- [Work to complete] Reproduce every line of the listing below without changing anything.

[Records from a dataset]
[START]

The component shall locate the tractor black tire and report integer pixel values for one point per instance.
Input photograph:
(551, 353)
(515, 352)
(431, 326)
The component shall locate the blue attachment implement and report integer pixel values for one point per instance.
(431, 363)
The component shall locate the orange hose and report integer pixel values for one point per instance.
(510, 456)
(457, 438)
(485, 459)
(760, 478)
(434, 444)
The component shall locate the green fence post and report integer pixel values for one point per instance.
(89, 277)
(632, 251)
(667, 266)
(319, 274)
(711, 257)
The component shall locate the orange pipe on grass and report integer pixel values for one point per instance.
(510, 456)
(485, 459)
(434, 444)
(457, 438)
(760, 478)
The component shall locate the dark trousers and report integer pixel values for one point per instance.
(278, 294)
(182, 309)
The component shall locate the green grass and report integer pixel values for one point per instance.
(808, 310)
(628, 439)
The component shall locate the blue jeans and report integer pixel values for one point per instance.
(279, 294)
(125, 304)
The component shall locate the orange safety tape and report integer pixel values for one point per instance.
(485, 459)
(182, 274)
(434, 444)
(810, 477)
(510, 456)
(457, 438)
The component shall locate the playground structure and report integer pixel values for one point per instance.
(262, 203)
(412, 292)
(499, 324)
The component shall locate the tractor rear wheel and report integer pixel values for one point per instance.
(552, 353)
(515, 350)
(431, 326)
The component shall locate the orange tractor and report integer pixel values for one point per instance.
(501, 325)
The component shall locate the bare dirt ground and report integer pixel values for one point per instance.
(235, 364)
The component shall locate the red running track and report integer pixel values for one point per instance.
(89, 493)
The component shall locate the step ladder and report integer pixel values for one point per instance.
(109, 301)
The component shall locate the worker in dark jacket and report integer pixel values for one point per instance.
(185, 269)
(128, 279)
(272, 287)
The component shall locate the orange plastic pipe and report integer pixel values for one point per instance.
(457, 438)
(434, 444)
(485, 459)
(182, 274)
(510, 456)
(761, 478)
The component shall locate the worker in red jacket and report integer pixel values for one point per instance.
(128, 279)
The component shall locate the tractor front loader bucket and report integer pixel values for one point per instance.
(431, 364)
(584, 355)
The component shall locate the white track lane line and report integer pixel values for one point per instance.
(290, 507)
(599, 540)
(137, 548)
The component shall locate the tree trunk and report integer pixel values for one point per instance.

[END]

- [Task answer]
The component shall locate the tractor black tire and report integer pixel values for one point per instance.
Input photograph:
(551, 353)
(515, 352)
(431, 326)
The component shall locate the blue attachment implement and report integer pixel values for one point per instance.
(431, 363)
The component shall locate the orange hose and report integer pixel values for one point per instance.
(510, 456)
(457, 438)
(485, 459)
(760, 478)
(434, 444)
The component shall locate the green fence post and report integer pixel values for one point per instance.
(89, 277)
(632, 251)
(667, 266)
(319, 274)
(711, 257)
The component shall locate the orange pipe on grass and report integer pixel values for one point per instance.
(510, 456)
(485, 459)
(434, 444)
(457, 438)
(760, 478)
The component shall locate the dark trousers and report integer pixel values for one point per instance.
(278, 294)
(182, 309)
The component shall locate the green grass and report integer pixel values for one point per instance.
(808, 310)
(628, 439)
The component shall locate the blue jeans and report integer pixel values for one point per instance.
(279, 294)
(125, 304)
The component shall locate the orange safety tape and report integer pixel values for one point per instance.
(485, 459)
(182, 274)
(434, 444)
(810, 477)
(510, 456)
(457, 438)
The component shall locate the playground structure and report integer pixel values for one point per instance.
(262, 203)
(412, 292)
(499, 324)
The component shall locate the tractor rear wheel and report integer pixel values for one point per instance.
(552, 353)
(515, 350)
(431, 326)
The component shall locate the orange tractor and report integer pixel values for one point per instance.
(501, 325)
The component shall locate the bare dirt ground and report integer pixel values for one point per instance.
(235, 364)
The component shall locate the red running track and report integer pixel values for one point per instance.
(89, 493)
The component shall locate the step ladder and report integer pixel values for one point per instance.
(109, 301)
The component shall locate the worker in dark jacket and report integer pixel values for one point per instance.
(185, 269)
(128, 279)
(272, 287)
The component shall locate the orange plastic pipe and report integer pixel values for one point per instance.
(457, 438)
(434, 444)
(485, 459)
(182, 274)
(510, 456)
(761, 478)
The component shall locate the worker in red jacket and report integer pixel values for one point per instance.
(128, 279)
The component shall locate the tractor front loader bucket and report integer pixel values for one point per instance.
(431, 364)
(584, 355)
The component shall locate the white track lane line and report integer pixel values for one point per instance.
(290, 507)
(599, 540)
(137, 548)
The component shall locate the tree trunk and report integer pixel values for one point per instance.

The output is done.